(begin)

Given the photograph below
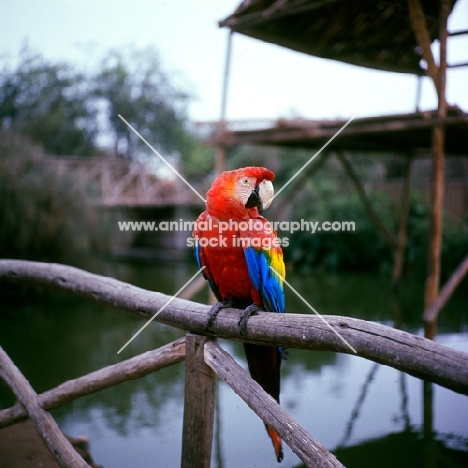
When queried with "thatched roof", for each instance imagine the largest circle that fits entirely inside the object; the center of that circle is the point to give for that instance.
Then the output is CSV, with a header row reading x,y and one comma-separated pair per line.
x,y
406,134
370,33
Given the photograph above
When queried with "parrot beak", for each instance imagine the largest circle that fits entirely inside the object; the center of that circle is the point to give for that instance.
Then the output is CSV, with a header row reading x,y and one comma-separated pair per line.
x,y
261,197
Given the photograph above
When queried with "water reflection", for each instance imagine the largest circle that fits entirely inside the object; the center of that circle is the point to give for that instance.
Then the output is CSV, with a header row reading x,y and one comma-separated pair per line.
x,y
369,415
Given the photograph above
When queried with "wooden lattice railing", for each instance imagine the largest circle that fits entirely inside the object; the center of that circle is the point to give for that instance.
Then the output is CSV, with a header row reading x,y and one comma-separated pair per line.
x,y
205,360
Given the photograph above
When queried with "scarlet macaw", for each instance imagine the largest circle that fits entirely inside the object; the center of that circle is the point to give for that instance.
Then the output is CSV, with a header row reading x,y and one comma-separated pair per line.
x,y
237,246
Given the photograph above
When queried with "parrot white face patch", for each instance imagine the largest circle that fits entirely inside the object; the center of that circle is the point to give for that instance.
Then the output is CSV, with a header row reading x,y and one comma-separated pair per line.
x,y
245,185
265,193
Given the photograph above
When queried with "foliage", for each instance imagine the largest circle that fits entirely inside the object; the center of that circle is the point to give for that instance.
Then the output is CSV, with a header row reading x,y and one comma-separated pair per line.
x,y
132,83
41,216
49,103
75,113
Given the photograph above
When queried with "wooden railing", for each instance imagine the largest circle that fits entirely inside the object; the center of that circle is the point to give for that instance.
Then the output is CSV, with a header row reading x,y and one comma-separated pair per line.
x,y
205,360
121,182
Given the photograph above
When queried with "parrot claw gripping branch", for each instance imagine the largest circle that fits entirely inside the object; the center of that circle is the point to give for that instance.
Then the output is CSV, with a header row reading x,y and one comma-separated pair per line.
x,y
243,263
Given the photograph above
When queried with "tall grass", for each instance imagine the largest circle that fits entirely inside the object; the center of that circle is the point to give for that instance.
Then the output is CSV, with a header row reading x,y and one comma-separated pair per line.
x,y
41,216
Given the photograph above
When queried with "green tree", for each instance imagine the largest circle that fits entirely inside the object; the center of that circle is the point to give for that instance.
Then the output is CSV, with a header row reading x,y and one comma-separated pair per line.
x,y
132,83
49,103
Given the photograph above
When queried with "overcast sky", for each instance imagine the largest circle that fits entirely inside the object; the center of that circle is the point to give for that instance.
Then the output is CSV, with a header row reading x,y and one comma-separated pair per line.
x,y
266,81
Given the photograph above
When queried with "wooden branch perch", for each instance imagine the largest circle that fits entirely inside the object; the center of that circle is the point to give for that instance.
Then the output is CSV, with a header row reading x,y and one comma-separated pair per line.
x,y
412,354
309,450
432,311
131,369
418,23
45,425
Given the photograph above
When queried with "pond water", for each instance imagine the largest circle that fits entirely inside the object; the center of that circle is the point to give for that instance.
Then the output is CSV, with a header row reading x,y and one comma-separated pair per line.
x,y
368,415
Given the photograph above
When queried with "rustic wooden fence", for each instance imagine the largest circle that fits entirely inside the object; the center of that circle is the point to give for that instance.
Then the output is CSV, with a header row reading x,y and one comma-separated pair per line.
x,y
205,360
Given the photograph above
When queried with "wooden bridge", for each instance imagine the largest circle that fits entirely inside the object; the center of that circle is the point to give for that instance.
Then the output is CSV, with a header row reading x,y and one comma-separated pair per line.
x,y
205,360
117,182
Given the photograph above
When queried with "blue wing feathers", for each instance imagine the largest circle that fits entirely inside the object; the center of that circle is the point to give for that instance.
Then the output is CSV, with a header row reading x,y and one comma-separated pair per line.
x,y
264,280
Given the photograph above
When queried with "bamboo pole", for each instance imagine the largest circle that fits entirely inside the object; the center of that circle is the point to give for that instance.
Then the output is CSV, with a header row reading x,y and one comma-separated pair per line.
x,y
386,234
296,186
438,145
402,240
199,405
309,450
412,354
130,369
45,425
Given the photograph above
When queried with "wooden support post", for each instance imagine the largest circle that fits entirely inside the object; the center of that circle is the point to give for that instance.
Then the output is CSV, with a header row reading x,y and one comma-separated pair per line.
x,y
403,229
220,162
199,405
419,25
387,235
309,450
438,156
297,184
431,312
43,422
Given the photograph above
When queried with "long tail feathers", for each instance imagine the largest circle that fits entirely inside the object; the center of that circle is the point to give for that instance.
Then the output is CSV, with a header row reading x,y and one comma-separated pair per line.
x,y
264,366
276,439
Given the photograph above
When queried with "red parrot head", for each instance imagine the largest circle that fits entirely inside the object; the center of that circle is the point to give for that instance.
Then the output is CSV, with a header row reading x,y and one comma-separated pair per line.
x,y
234,194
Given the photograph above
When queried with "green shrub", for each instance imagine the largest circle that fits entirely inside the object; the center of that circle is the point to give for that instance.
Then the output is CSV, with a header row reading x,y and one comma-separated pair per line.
x,y
41,216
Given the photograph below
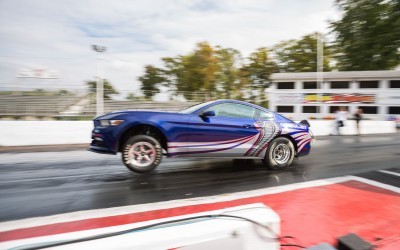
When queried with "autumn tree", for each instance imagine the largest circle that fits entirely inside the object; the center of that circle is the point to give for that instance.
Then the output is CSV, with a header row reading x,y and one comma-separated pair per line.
x,y
195,71
108,89
152,79
227,80
368,34
257,73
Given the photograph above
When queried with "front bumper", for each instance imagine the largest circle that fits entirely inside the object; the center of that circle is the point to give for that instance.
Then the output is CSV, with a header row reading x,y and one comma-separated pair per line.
x,y
102,141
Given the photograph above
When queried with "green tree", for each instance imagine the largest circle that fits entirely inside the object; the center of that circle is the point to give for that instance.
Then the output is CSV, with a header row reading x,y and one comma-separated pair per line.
x,y
193,72
151,81
257,72
368,34
300,55
227,79
107,87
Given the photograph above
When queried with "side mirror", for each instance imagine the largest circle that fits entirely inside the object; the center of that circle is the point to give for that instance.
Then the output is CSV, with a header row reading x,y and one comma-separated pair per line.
x,y
208,113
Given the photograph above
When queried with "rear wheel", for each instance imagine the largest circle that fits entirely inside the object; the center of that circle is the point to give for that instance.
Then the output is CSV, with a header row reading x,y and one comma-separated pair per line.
x,y
280,153
141,153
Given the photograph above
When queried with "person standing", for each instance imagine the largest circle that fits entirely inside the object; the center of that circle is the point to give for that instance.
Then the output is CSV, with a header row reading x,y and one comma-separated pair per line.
x,y
358,117
341,116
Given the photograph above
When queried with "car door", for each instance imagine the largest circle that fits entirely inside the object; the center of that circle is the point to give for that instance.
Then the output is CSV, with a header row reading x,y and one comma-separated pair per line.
x,y
229,133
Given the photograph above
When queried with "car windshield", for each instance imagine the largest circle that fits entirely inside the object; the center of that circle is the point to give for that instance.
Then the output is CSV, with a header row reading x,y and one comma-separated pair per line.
x,y
194,108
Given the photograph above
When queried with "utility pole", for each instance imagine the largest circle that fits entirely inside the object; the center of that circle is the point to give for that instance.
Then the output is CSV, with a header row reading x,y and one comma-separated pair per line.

(end)

__Exercise instructions__
Pull out every line of the material above that contains the word "feathers", matching case exactly.

__Written reply__
When queried with "blue wing feathers", for each instance imagine the largest circle that fits entirely inside the object; the center of that circle is the point to give for that instance.
When queried with "long tail feathers", for each instance imagine the largest circle that fits entirely inside the object; the center of that circle is the point to give for that instance.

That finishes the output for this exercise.